▸ **Written problem**: Show each line from the data below that contains the word "blurred", copying every such line in full.

▸ **Recorded data**:
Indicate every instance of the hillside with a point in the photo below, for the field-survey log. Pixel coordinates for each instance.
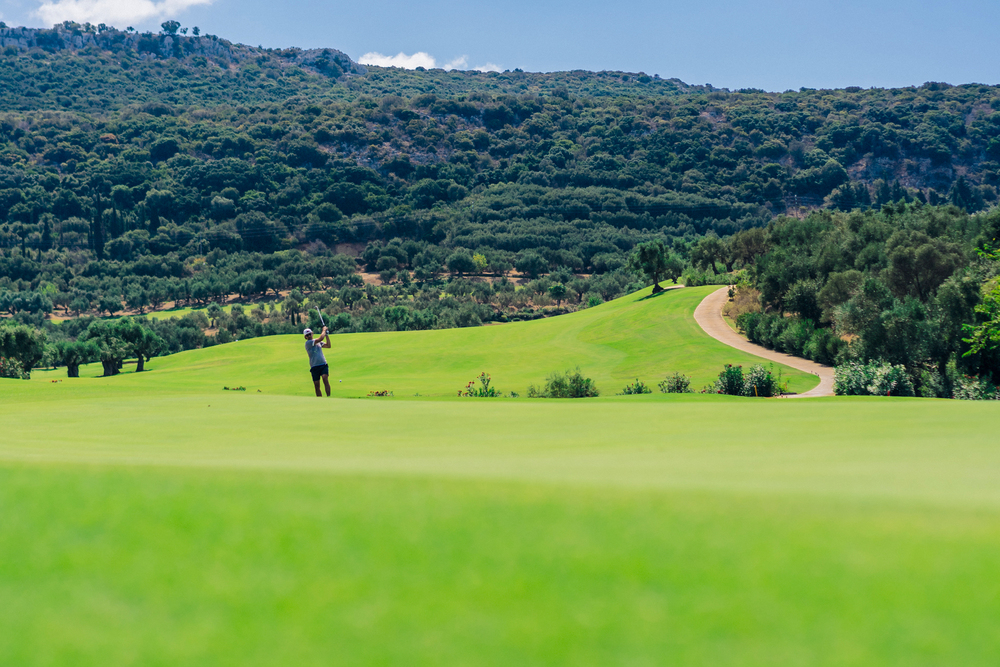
(614, 343)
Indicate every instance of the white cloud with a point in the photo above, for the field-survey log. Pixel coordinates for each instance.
(112, 11)
(422, 59)
(419, 59)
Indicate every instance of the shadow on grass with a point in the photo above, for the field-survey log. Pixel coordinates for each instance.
(672, 288)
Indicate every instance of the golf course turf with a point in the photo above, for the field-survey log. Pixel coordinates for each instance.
(155, 519)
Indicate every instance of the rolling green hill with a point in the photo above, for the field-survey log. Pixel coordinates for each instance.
(637, 336)
(156, 519)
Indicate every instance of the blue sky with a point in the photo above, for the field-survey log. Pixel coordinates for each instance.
(770, 44)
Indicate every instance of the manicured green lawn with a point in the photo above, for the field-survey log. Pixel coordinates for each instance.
(636, 336)
(154, 519)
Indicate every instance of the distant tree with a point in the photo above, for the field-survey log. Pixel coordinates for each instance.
(652, 260)
(142, 342)
(214, 310)
(73, 354)
(532, 264)
(460, 262)
(707, 252)
(22, 347)
(112, 349)
(480, 261)
(109, 303)
(558, 292)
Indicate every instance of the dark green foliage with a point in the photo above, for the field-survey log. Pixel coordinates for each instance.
(757, 382)
(760, 382)
(901, 286)
(637, 387)
(730, 381)
(21, 348)
(571, 384)
(872, 379)
(484, 390)
(73, 354)
(652, 260)
(678, 383)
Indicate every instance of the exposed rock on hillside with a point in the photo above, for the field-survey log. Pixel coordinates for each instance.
(75, 37)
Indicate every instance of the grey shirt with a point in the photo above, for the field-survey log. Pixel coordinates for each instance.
(315, 351)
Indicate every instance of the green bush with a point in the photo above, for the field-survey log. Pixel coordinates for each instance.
(637, 388)
(484, 390)
(678, 383)
(975, 389)
(760, 382)
(571, 384)
(872, 379)
(730, 381)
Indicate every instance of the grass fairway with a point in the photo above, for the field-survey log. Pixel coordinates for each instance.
(635, 336)
(154, 519)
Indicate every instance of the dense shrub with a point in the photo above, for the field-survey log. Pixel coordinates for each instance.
(484, 390)
(638, 387)
(975, 389)
(730, 381)
(678, 383)
(793, 335)
(758, 381)
(571, 384)
(872, 379)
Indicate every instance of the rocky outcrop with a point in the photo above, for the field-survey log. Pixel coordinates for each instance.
(75, 37)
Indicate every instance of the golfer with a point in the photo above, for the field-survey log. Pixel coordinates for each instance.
(317, 362)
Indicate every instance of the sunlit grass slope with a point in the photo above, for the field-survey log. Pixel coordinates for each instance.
(155, 519)
(637, 336)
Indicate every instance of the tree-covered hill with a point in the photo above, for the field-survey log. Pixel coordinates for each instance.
(137, 168)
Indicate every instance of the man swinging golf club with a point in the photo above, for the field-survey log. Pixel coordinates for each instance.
(317, 362)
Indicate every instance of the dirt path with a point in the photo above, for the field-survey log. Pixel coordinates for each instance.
(708, 315)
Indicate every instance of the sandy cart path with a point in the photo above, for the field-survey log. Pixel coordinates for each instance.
(708, 315)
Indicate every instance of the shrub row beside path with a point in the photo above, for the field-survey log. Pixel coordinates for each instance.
(708, 315)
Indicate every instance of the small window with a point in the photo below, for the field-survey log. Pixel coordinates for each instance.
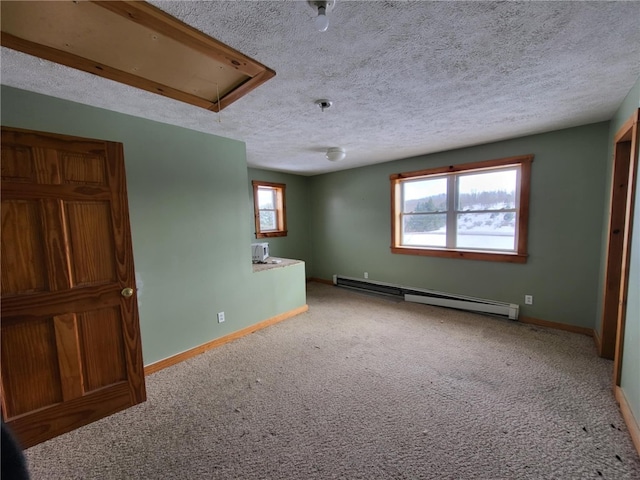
(269, 209)
(477, 211)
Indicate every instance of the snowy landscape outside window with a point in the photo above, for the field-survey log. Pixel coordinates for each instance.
(477, 211)
(269, 209)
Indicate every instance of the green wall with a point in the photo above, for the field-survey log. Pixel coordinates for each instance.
(296, 243)
(190, 224)
(630, 379)
(351, 228)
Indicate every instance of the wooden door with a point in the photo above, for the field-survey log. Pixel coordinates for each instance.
(69, 331)
(625, 166)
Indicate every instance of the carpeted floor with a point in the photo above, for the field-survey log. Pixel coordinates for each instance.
(366, 388)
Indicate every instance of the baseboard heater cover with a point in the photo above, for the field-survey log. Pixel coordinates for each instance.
(431, 297)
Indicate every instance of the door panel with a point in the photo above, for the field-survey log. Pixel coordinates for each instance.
(71, 350)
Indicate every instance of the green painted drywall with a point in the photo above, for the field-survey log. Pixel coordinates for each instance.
(190, 223)
(630, 378)
(296, 243)
(351, 227)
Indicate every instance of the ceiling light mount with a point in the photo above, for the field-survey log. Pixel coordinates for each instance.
(322, 7)
(335, 154)
(323, 103)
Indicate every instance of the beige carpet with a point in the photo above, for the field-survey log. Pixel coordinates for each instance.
(366, 388)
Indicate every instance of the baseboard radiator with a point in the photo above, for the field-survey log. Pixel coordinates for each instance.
(430, 297)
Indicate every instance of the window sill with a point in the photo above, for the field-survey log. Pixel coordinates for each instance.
(282, 233)
(269, 265)
(465, 254)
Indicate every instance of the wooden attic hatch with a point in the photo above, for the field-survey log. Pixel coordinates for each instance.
(134, 43)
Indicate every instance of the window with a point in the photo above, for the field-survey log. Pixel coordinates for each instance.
(269, 209)
(478, 211)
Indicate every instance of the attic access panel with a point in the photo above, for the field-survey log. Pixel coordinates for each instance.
(134, 43)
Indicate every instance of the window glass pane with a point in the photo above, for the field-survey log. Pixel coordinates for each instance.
(425, 230)
(486, 231)
(487, 191)
(425, 195)
(268, 221)
(266, 198)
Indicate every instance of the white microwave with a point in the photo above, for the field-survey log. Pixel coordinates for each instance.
(259, 252)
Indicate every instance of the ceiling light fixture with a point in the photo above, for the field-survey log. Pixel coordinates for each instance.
(323, 7)
(335, 154)
(323, 103)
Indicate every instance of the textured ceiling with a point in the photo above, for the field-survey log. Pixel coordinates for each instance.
(405, 77)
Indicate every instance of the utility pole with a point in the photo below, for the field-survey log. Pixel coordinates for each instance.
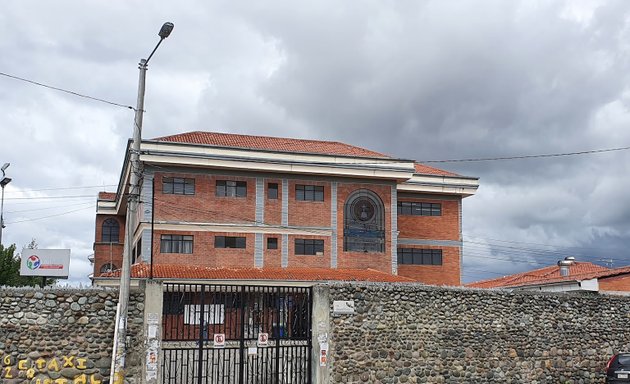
(3, 183)
(133, 198)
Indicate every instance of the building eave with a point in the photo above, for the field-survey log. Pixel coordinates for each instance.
(161, 153)
(458, 185)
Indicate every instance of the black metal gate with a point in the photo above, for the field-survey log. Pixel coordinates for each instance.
(194, 314)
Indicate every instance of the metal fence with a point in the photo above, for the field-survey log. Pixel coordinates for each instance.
(194, 313)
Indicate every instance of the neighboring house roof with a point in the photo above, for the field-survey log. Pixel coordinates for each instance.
(548, 275)
(271, 144)
(176, 271)
(427, 170)
(107, 196)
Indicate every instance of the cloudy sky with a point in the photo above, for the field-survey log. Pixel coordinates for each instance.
(427, 80)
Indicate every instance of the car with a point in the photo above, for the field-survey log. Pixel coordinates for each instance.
(618, 368)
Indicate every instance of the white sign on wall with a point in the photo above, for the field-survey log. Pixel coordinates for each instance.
(45, 262)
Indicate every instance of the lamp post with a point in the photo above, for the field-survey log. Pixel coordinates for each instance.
(3, 183)
(132, 208)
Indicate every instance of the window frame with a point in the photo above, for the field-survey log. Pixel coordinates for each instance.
(308, 192)
(230, 242)
(272, 243)
(419, 208)
(180, 244)
(178, 186)
(110, 233)
(272, 187)
(420, 256)
(231, 188)
(309, 247)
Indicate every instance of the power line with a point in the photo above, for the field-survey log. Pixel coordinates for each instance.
(67, 91)
(65, 188)
(49, 197)
(49, 216)
(49, 208)
(526, 156)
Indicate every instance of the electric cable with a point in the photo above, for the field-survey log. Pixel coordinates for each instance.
(67, 91)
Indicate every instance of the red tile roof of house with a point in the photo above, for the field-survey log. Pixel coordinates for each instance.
(578, 271)
(427, 170)
(176, 271)
(271, 144)
(107, 196)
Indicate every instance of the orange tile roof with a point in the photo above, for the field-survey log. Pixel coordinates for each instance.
(107, 196)
(578, 271)
(271, 144)
(176, 271)
(426, 170)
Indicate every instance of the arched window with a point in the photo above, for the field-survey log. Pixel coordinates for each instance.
(110, 231)
(364, 223)
(109, 267)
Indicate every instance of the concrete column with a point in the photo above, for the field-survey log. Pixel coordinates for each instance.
(321, 332)
(153, 301)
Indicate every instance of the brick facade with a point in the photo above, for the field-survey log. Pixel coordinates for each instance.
(108, 252)
(346, 174)
(205, 207)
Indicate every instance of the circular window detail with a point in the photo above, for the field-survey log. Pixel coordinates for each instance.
(363, 209)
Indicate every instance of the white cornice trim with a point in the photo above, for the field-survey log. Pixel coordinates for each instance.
(236, 228)
(457, 185)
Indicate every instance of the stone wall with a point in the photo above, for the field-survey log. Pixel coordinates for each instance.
(63, 336)
(419, 334)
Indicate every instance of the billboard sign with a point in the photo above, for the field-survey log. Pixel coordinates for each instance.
(45, 262)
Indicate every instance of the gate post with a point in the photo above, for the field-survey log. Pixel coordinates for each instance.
(320, 334)
(153, 301)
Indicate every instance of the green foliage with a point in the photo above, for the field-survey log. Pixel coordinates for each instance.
(10, 269)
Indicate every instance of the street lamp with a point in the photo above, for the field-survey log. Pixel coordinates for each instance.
(3, 183)
(132, 207)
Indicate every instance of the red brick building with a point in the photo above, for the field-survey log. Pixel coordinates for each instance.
(236, 202)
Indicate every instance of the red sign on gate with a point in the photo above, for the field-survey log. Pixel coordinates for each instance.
(219, 340)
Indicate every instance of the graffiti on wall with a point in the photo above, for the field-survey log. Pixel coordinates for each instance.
(55, 370)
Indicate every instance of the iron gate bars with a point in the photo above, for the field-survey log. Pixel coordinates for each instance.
(194, 313)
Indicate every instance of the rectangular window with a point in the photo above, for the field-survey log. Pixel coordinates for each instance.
(272, 243)
(228, 188)
(176, 244)
(272, 191)
(309, 192)
(229, 242)
(417, 256)
(178, 186)
(419, 209)
(309, 247)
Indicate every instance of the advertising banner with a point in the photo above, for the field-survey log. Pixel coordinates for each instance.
(45, 262)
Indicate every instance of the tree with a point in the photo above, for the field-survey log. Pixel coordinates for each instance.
(10, 268)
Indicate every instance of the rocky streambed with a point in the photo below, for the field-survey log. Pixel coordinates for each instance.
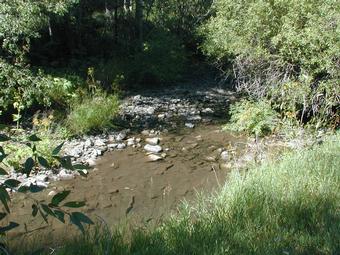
(171, 147)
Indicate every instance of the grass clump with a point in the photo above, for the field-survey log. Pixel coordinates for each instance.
(286, 207)
(253, 118)
(93, 113)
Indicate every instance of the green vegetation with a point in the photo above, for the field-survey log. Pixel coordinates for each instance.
(286, 207)
(257, 118)
(284, 50)
(35, 161)
(92, 114)
(72, 60)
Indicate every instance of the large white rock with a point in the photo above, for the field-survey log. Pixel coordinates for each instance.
(225, 156)
(153, 157)
(153, 148)
(152, 141)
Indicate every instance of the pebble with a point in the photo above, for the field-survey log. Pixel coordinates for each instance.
(153, 148)
(121, 146)
(152, 141)
(224, 156)
(52, 193)
(153, 157)
(120, 137)
(189, 125)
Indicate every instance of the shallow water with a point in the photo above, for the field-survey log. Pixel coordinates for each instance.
(126, 187)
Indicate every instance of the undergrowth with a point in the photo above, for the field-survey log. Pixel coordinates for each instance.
(92, 113)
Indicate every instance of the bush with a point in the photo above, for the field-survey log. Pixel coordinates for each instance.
(274, 43)
(93, 113)
(28, 88)
(161, 61)
(256, 118)
(286, 207)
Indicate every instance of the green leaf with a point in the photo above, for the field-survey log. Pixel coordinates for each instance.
(9, 227)
(4, 197)
(12, 183)
(75, 204)
(28, 166)
(81, 167)
(66, 163)
(60, 215)
(57, 149)
(75, 221)
(43, 215)
(35, 188)
(82, 218)
(3, 171)
(34, 138)
(23, 189)
(4, 138)
(59, 197)
(34, 210)
(3, 156)
(43, 162)
(2, 215)
(82, 173)
(47, 210)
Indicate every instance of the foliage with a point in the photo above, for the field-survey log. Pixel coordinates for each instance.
(19, 152)
(286, 207)
(22, 88)
(180, 17)
(21, 21)
(163, 59)
(277, 43)
(92, 113)
(33, 163)
(256, 118)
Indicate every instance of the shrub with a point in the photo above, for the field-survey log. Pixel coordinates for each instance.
(161, 61)
(273, 43)
(93, 113)
(256, 118)
(27, 88)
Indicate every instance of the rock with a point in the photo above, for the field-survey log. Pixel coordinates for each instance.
(224, 156)
(194, 118)
(52, 193)
(130, 141)
(120, 137)
(161, 116)
(121, 146)
(153, 148)
(152, 141)
(189, 125)
(88, 142)
(63, 175)
(112, 145)
(99, 143)
(145, 132)
(75, 151)
(42, 184)
(150, 110)
(210, 159)
(41, 178)
(207, 110)
(153, 157)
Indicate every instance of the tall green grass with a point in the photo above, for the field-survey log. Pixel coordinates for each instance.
(286, 207)
(93, 113)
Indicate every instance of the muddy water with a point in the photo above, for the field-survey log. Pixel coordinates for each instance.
(125, 187)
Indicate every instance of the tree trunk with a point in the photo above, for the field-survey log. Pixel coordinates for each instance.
(139, 23)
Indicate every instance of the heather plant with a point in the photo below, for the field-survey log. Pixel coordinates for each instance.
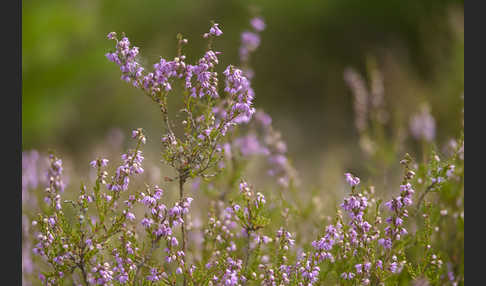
(113, 231)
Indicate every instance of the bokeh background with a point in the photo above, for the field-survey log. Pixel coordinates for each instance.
(73, 97)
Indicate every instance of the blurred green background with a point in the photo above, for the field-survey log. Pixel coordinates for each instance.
(73, 96)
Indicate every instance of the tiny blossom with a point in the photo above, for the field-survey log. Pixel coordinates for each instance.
(352, 180)
(258, 24)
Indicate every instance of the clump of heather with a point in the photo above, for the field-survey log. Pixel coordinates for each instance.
(117, 229)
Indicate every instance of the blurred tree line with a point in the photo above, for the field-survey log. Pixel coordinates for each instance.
(72, 96)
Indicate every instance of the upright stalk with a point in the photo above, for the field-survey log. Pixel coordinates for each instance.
(182, 180)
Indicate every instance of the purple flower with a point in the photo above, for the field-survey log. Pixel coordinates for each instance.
(258, 24)
(352, 180)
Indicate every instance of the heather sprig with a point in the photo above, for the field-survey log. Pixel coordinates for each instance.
(114, 230)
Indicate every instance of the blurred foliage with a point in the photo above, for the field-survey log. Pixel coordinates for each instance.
(72, 96)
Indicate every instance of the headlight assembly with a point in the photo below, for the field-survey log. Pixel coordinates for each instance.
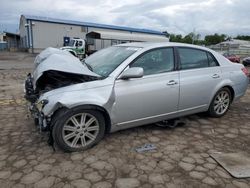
(41, 104)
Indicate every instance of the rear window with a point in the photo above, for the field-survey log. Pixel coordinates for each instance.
(191, 58)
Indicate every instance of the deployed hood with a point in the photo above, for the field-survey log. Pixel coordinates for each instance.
(47, 52)
(67, 66)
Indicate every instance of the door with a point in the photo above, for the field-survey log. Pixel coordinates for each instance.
(152, 97)
(199, 75)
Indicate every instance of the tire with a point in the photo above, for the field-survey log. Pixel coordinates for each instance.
(220, 103)
(78, 129)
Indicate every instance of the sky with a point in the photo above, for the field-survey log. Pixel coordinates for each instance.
(230, 17)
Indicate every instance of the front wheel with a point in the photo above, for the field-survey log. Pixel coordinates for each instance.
(220, 103)
(78, 129)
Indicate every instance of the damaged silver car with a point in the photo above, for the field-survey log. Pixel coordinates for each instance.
(128, 85)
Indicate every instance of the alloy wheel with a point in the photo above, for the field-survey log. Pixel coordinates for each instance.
(80, 130)
(221, 102)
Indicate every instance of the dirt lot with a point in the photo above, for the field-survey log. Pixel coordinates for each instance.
(180, 160)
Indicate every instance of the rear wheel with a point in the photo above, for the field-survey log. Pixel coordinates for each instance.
(220, 103)
(78, 129)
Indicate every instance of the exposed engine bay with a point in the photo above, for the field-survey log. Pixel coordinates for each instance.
(55, 69)
(52, 80)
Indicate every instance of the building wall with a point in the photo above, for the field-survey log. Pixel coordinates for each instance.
(51, 34)
(47, 34)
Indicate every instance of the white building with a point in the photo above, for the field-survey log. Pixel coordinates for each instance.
(37, 33)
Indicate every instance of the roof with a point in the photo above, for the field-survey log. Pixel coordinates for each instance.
(11, 34)
(127, 36)
(89, 24)
(162, 44)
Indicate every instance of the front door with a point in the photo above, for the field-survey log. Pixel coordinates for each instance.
(152, 97)
(199, 76)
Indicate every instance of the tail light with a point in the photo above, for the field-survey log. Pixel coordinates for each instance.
(245, 71)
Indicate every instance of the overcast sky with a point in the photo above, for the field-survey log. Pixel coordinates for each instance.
(175, 16)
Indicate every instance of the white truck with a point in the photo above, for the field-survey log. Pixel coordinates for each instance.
(76, 47)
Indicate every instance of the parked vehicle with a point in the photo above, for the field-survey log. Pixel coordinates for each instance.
(129, 85)
(76, 47)
(246, 61)
(232, 57)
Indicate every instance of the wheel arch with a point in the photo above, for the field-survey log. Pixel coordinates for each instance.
(231, 91)
(87, 107)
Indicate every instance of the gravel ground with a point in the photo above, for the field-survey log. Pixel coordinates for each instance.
(180, 160)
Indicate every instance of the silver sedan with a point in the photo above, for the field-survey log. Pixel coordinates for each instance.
(128, 85)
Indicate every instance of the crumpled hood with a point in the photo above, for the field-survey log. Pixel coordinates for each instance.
(61, 62)
(47, 52)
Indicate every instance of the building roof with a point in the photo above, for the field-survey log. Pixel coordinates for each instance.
(89, 24)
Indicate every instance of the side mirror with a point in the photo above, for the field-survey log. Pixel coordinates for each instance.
(134, 72)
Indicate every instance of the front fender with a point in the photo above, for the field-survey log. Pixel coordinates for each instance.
(101, 96)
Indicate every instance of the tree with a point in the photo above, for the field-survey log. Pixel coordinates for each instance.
(214, 39)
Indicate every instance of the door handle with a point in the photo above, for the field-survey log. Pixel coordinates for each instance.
(215, 76)
(172, 82)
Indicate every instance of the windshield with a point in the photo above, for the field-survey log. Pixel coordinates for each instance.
(105, 61)
(71, 43)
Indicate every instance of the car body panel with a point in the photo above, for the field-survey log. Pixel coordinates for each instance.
(149, 93)
(149, 99)
(63, 63)
(196, 86)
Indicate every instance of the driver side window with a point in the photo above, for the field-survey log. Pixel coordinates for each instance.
(156, 61)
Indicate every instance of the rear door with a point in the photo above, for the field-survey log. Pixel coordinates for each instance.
(199, 75)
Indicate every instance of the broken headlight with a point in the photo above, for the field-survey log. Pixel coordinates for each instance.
(41, 104)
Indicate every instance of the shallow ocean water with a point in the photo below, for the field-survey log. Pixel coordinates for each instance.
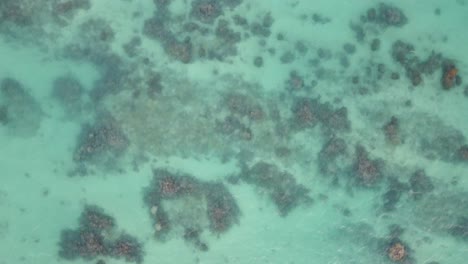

▸ **Reply**:
Indicate every instance of the blurred green background with a point in the photo above, for the field-survey log. Pixel coordinates for each instance.
Indicate every instance of the blurred tree line with a point in the photo above, for the field-survey log. Pixel coordinates for each instance.
Indicate every instance of the blurred foliage with a point in the photo above, for the field-survey log. Pixel coordinates for each instance.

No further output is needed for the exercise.